▸ REQUIRED TASK
Reproduce the data that follows in its entirety, character for character.

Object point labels
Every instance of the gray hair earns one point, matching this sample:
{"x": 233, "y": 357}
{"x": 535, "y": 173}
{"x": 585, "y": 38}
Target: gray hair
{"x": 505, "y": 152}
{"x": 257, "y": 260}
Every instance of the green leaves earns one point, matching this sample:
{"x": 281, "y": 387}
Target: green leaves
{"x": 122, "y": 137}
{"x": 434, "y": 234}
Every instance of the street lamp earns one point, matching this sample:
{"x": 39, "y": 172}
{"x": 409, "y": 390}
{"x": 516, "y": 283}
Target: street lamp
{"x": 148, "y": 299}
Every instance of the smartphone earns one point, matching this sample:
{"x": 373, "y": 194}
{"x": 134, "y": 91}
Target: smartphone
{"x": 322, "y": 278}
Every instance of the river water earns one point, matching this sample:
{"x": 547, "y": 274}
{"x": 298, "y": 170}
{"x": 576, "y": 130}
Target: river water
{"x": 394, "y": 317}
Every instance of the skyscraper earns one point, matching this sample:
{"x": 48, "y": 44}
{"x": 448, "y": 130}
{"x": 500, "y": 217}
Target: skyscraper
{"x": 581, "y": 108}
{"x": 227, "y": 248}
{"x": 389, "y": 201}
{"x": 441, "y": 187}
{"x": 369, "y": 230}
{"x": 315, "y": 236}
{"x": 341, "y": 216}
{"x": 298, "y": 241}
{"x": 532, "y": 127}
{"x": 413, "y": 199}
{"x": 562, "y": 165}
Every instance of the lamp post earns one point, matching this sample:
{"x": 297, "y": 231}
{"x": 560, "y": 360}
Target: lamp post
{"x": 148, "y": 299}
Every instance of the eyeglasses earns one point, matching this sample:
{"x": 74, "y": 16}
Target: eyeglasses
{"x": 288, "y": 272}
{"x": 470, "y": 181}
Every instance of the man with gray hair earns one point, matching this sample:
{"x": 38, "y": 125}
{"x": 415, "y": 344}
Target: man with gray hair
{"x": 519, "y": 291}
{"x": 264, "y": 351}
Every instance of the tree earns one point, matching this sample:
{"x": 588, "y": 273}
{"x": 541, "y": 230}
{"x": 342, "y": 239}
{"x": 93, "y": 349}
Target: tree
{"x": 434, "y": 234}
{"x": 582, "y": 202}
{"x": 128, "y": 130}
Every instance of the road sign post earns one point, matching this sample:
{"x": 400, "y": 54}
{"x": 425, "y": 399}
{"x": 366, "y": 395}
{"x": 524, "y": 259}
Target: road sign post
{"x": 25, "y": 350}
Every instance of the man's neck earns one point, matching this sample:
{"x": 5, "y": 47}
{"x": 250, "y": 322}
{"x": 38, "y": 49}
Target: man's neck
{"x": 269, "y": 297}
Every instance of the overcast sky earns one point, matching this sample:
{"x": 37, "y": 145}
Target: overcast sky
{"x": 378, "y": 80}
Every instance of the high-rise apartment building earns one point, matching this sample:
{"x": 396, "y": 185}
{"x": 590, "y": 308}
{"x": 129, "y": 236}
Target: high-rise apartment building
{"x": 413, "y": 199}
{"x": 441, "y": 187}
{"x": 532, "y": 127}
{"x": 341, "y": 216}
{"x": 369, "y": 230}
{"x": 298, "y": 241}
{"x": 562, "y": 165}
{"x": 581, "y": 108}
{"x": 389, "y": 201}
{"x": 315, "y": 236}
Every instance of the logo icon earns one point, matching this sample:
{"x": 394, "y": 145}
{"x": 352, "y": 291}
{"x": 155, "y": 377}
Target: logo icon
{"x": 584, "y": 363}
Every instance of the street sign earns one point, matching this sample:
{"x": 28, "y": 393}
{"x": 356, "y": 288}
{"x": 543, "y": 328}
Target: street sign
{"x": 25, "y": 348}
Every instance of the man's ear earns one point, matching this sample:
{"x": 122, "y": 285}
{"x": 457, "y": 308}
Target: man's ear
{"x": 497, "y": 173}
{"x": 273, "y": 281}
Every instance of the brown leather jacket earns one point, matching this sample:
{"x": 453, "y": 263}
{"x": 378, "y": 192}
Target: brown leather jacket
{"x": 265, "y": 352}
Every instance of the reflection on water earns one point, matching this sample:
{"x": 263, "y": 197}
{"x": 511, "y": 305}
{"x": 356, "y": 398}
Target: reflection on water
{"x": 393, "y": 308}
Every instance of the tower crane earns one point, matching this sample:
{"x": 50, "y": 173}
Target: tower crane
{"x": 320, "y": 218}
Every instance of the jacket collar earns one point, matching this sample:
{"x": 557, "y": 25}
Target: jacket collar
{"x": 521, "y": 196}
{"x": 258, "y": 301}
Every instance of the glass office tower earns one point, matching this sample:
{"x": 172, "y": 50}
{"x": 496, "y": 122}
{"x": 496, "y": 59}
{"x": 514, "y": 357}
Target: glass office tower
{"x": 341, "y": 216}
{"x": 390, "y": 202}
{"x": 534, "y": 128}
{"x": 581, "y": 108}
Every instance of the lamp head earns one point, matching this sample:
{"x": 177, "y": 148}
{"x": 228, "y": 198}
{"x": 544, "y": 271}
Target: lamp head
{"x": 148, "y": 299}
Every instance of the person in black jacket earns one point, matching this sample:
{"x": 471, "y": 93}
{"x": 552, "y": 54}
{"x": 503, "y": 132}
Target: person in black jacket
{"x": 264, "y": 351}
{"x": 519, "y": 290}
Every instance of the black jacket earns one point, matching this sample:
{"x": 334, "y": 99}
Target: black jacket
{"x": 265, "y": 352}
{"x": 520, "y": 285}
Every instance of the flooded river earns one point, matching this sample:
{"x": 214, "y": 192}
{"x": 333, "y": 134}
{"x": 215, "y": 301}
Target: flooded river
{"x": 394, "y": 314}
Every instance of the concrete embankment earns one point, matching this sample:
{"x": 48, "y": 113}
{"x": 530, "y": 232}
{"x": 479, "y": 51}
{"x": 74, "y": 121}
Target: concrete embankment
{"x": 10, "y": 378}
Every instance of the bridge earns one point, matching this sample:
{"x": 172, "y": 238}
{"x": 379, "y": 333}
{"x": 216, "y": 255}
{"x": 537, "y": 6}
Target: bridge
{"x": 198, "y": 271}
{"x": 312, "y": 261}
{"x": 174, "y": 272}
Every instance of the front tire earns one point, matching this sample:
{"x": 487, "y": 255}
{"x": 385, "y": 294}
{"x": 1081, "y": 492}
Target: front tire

▸ EXERCISE RESULT
Every instance of the gray hair earns one point, matching this sample:
{"x": 233, "y": 357}
{"x": 535, "y": 173}
{"x": 585, "y": 38}
Target: gray hair
{"x": 505, "y": 152}
{"x": 257, "y": 260}
Every instance of the green leaves earns one point, matching this sample:
{"x": 281, "y": 387}
Target: green leaves
{"x": 122, "y": 137}
{"x": 434, "y": 234}
Every instance of the street lamp earns one point, matching this sample:
{"x": 39, "y": 172}
{"x": 409, "y": 390}
{"x": 516, "y": 283}
Target: street lamp
{"x": 148, "y": 299}
Every instance of the smartphone earns one point, matching this sample:
{"x": 373, "y": 194}
{"x": 134, "y": 91}
Target: smartphone
{"x": 322, "y": 278}
Every instance of the river water earns one point, matching this sample:
{"x": 547, "y": 274}
{"x": 298, "y": 170}
{"x": 576, "y": 130}
Target: river water
{"x": 394, "y": 317}
Every instance of the skyscraper earns one point, matching this sample:
{"x": 48, "y": 44}
{"x": 448, "y": 130}
{"x": 500, "y": 217}
Target: skyscraper
{"x": 581, "y": 108}
{"x": 227, "y": 248}
{"x": 389, "y": 201}
{"x": 441, "y": 187}
{"x": 369, "y": 230}
{"x": 315, "y": 236}
{"x": 341, "y": 216}
{"x": 298, "y": 241}
{"x": 532, "y": 127}
{"x": 413, "y": 199}
{"x": 562, "y": 165}
Every instance of the lamp post earns one point, matching this sample:
{"x": 297, "y": 231}
{"x": 560, "y": 360}
Target: lamp post
{"x": 148, "y": 299}
Every instance of the eyeglasses earns one point, matching this sample:
{"x": 74, "y": 16}
Target: eyeglasses
{"x": 288, "y": 272}
{"x": 470, "y": 181}
Every instance of the man with gray hair earns one point, matching this sample:
{"x": 38, "y": 125}
{"x": 415, "y": 344}
Target: man with gray hair
{"x": 519, "y": 291}
{"x": 264, "y": 351}
Every instance of the tree earns one point, matching this sample:
{"x": 588, "y": 273}
{"x": 541, "y": 230}
{"x": 342, "y": 239}
{"x": 93, "y": 349}
Target: tree
{"x": 434, "y": 234}
{"x": 582, "y": 202}
{"x": 128, "y": 130}
Every instance of the road sign post earns one point, matching this sample:
{"x": 400, "y": 54}
{"x": 425, "y": 399}
{"x": 366, "y": 395}
{"x": 524, "y": 259}
Target: road sign post
{"x": 25, "y": 350}
Every instance of the man's neck earns one point, matching this sample:
{"x": 5, "y": 47}
{"x": 250, "y": 322}
{"x": 38, "y": 49}
Target: man's neck
{"x": 269, "y": 297}
Every instance of the overcast sky earns one point, matching this sample:
{"x": 37, "y": 145}
Target: overcast sky
{"x": 378, "y": 80}
Every instance of the high-rise apartment building earns one point, matching this sample:
{"x": 396, "y": 185}
{"x": 590, "y": 308}
{"x": 129, "y": 236}
Target: high-rise apartment building
{"x": 413, "y": 199}
{"x": 441, "y": 187}
{"x": 532, "y": 127}
{"x": 341, "y": 216}
{"x": 369, "y": 230}
{"x": 298, "y": 241}
{"x": 562, "y": 165}
{"x": 581, "y": 108}
{"x": 389, "y": 201}
{"x": 315, "y": 236}
Every instance of the logo icon earns one point, matching this sample:
{"x": 394, "y": 145}
{"x": 352, "y": 291}
{"x": 155, "y": 377}
Target: logo icon
{"x": 584, "y": 363}
Every instance of the street sign earns one point, matching this sample:
{"x": 28, "y": 393}
{"x": 356, "y": 288}
{"x": 543, "y": 328}
Target: street sign
{"x": 25, "y": 348}
Every instance of the man's ear earns one point, matching this sample:
{"x": 122, "y": 285}
{"x": 457, "y": 308}
Target: man's ear
{"x": 497, "y": 173}
{"x": 273, "y": 281}
Every instance of the brown leather jacket earns one point, matching this sample:
{"x": 453, "y": 263}
{"x": 378, "y": 192}
Target: brown leather jacket
{"x": 265, "y": 352}
Every instance of the reflection on water earns one point, matching this sample:
{"x": 263, "y": 197}
{"x": 511, "y": 305}
{"x": 356, "y": 398}
Target: reflection on water
{"x": 393, "y": 308}
Every instance of the tower crane earns one point, matching this sample:
{"x": 50, "y": 173}
Target: tower crane
{"x": 320, "y": 218}
Every instance of the jacket collar earns one point, matching this sample:
{"x": 557, "y": 25}
Target: jacket collar
{"x": 521, "y": 196}
{"x": 258, "y": 301}
Every instance of the glass office tower earns one point, matching this sample:
{"x": 172, "y": 50}
{"x": 496, "y": 122}
{"x": 496, "y": 59}
{"x": 514, "y": 357}
Target: glass office tower
{"x": 341, "y": 216}
{"x": 390, "y": 202}
{"x": 534, "y": 128}
{"x": 581, "y": 108}
Every instance of the lamp head earns one point, matching this sample:
{"x": 177, "y": 148}
{"x": 228, "y": 198}
{"x": 544, "y": 271}
Target: lamp head
{"x": 148, "y": 299}
Every instance of the person in black jacket earns one point, matching this sample:
{"x": 471, "y": 93}
{"x": 552, "y": 54}
{"x": 503, "y": 132}
Target: person in black jacket
{"x": 264, "y": 351}
{"x": 519, "y": 290}
Every instance of the black jacket earns one point, matching this sample:
{"x": 334, "y": 99}
Target: black jacket
{"x": 265, "y": 352}
{"x": 520, "y": 285}
Every instance of the flooded river earns one point, matching this sample:
{"x": 214, "y": 192}
{"x": 333, "y": 134}
{"x": 215, "y": 301}
Target: flooded river
{"x": 394, "y": 314}
Every instance of the concrete embankment earns one point, matching this sample:
{"x": 48, "y": 113}
{"x": 530, "y": 232}
{"x": 479, "y": 51}
{"x": 74, "y": 121}
Target: concrete embankment
{"x": 10, "y": 378}
Every instance of the bridge earns one point, matching this sample:
{"x": 172, "y": 238}
{"x": 379, "y": 333}
{"x": 216, "y": 255}
{"x": 537, "y": 6}
Target: bridge
{"x": 198, "y": 271}
{"x": 312, "y": 261}
{"x": 174, "y": 272}
Every instance of the front tire earns one point, matching this sample:
{"x": 487, "y": 255}
{"x": 385, "y": 294}
{"x": 1081, "y": 492}
Target: front tire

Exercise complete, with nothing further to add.